Top of TASK DATA

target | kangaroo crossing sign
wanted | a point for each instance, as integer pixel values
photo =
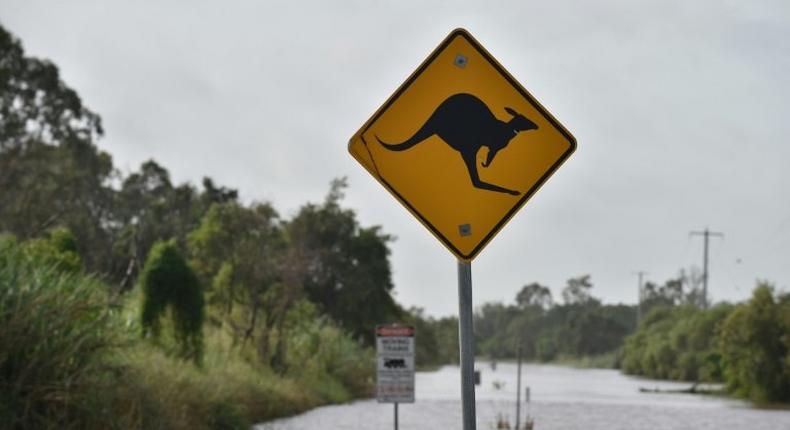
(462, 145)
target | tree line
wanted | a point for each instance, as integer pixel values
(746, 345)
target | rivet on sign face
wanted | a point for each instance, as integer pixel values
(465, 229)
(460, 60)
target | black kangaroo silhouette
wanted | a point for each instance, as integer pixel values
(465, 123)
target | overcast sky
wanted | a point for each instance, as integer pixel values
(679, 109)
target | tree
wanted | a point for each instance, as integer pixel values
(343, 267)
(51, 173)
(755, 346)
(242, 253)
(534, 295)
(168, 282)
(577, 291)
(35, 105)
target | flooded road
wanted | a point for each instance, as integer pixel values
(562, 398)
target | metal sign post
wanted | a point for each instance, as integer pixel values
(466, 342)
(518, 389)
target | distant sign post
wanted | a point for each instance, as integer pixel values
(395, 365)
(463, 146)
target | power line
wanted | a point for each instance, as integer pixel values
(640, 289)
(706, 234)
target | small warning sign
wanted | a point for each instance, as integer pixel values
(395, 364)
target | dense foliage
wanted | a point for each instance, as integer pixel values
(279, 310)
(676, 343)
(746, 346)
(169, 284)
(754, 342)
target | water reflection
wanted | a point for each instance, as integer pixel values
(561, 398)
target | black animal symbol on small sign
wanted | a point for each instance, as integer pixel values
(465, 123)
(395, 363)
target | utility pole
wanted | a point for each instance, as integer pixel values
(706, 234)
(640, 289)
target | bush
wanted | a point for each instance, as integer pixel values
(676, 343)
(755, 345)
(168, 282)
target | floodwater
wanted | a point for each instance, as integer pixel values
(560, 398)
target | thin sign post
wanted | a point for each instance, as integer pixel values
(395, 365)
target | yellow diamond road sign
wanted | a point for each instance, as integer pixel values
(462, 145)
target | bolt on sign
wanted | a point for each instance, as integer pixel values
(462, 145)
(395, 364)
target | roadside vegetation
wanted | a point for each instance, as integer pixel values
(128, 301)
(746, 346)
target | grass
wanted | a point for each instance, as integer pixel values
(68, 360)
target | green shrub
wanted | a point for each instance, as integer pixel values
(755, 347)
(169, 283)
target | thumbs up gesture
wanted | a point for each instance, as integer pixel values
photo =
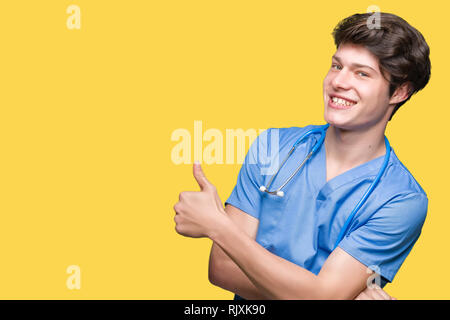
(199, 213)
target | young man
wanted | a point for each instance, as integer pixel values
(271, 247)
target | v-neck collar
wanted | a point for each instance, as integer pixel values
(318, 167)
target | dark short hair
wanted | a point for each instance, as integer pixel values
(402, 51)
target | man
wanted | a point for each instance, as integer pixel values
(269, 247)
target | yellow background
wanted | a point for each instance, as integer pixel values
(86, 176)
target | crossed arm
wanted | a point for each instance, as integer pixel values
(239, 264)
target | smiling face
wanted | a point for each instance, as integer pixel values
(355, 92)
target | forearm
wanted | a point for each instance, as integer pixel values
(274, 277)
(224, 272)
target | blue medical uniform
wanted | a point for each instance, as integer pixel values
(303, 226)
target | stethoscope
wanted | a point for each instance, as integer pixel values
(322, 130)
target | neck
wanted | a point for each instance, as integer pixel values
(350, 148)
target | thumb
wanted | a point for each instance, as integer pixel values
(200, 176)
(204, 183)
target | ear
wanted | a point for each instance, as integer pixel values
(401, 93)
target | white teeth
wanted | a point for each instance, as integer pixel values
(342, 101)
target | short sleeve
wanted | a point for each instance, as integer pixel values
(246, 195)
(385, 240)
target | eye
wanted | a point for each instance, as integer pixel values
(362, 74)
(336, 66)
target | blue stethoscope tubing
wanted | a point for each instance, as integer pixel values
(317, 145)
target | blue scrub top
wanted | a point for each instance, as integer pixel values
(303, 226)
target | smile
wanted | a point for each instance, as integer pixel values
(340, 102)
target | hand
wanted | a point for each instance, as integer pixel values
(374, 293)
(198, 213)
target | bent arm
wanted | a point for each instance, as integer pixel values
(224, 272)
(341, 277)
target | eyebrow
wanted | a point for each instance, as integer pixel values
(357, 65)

Bottom of TASK DATA

▶ [TASK DIRECTIONS]: Leave out all images, then reproduce the entries above exactly.

▶ [WRITTEN RESPONSE]:
target | kangaroo crossing sign
wanted | a point for each instance, as integer pixel values
photo =
(462, 145)
target | tree line
wanted | a point for each instance, as integer pixel values
(746, 345)
target | rivet on sign face
wanted | a point for each instance, as integer pixel values
(465, 229)
(460, 60)
target | black kangaroo silhouette
wanted | a point for each instance, as integer pixel values
(465, 123)
target | overcast sky
wanted | a point for each instance, as integer pixel values
(679, 109)
target | tree
wanted | a point for each instance, as integer pixel values
(343, 267)
(51, 173)
(755, 346)
(242, 253)
(534, 295)
(168, 282)
(577, 291)
(35, 105)
target | flooded road
wanted | a point for each instance, as integer pixel values
(562, 398)
target | metal sign post
wanted | a point for each instance, as integer pixel values
(466, 342)
(518, 389)
target | distant sign post
wanted | a point for each instance, as integer pixel values
(395, 365)
(463, 146)
target | power line
wanted | a point for each instance, as integer pixel values
(640, 289)
(706, 234)
target | small warning sign
wanted | a point for each instance, as integer pixel values
(395, 364)
target | dense foliage
wanted | a point for each instance, as integer pixel values
(279, 310)
(676, 343)
(746, 346)
(169, 284)
(754, 342)
target | water reflection
wanted | a point for each instance, as integer pixel values
(561, 398)
target | black animal symbol on small sign
wanted | a point for each instance, as integer pixel values
(465, 123)
(395, 363)
target | utility pole
wanted | a point for each instance, as integer pixel values
(706, 234)
(640, 289)
target | bush
wanted | a point for each instance, as integer pixel values
(676, 343)
(755, 345)
(168, 282)
target | floodwater
wanted | a point for each instance, as integer pixel values
(560, 398)
target | thin sign post
wanted | a point for each instance, as integer pixel values
(395, 365)
target | yellow diamond road sign
wanted | a point for each instance, as integer pixel values
(462, 145)
target | bolt on sign
wanted | a point for each instance, as integer pixel values
(462, 145)
(395, 364)
target | roadside vegetation
wanted | a point for each instance, as integer pixel values
(128, 301)
(746, 346)
target | grass
wanted | a point for each instance, as integer pixel values
(68, 360)
target | green shrub
wanted | a point for each instance, as integer pixel values
(755, 347)
(169, 283)
target | thumbs up gesture
wanted | a point for each instance, as integer pixel values
photo =
(199, 213)
target | young man
wanted | a point for each instance, as integer pixel values
(271, 247)
target | v-neck collar
wanted | a point for each instance, as integer pixel values
(318, 167)
target | dark short hair
wanted | a point for each instance, as integer pixel values
(402, 51)
target | man
wanted | a point for each instance, as integer pixel values
(269, 247)
target | yellow background
wanted | a point for each instance, as integer pixel values
(86, 176)
target | crossed arm
wanted | a point for each instance, as integer pixel values
(239, 264)
target | smiling face
wanted | a point for each instance, as integer pixel values
(355, 92)
target | forearm
wanted | a point for each instance, as integer pixel values
(274, 277)
(224, 272)
target | blue medical uniform
wanted | a point for each instance, as integer pixel values
(303, 226)
target | stethoscope
wanted | a point for each instance, as integer pixel values
(322, 130)
target | neck
wanted | a point for each instance, as integer pixel values
(350, 148)
target | thumb
wanted | a point for each instance, as integer pixel values
(200, 176)
(204, 183)
target | ear
wanted | a point for each instance, as integer pixel values
(401, 93)
target | white teeth
wanted | a point for each instance, as integer pixel values
(342, 101)
target | short sleeve
wanted | a point for each instance, as integer pixel values
(246, 195)
(385, 240)
target | eye
wanted | a point for each instance, as integer pixel values
(362, 74)
(336, 66)
target | blue stethoscope tubing
wanted | a point for each instance, as integer pixel values
(317, 145)
target | blue scrub top
wanted | a point for each instance, as integer pixel values
(303, 226)
target | smile
wanted | a point for each instance, as integer pixel values
(340, 102)
target | hand
wanted | a point for each instance, as integer pixel values
(374, 293)
(198, 213)
target | bent arm
wanted | a point for each instance, as integer pixel values
(224, 272)
(341, 277)
target | eyebrow
wanted | a point for each instance, as integer pixel values
(357, 65)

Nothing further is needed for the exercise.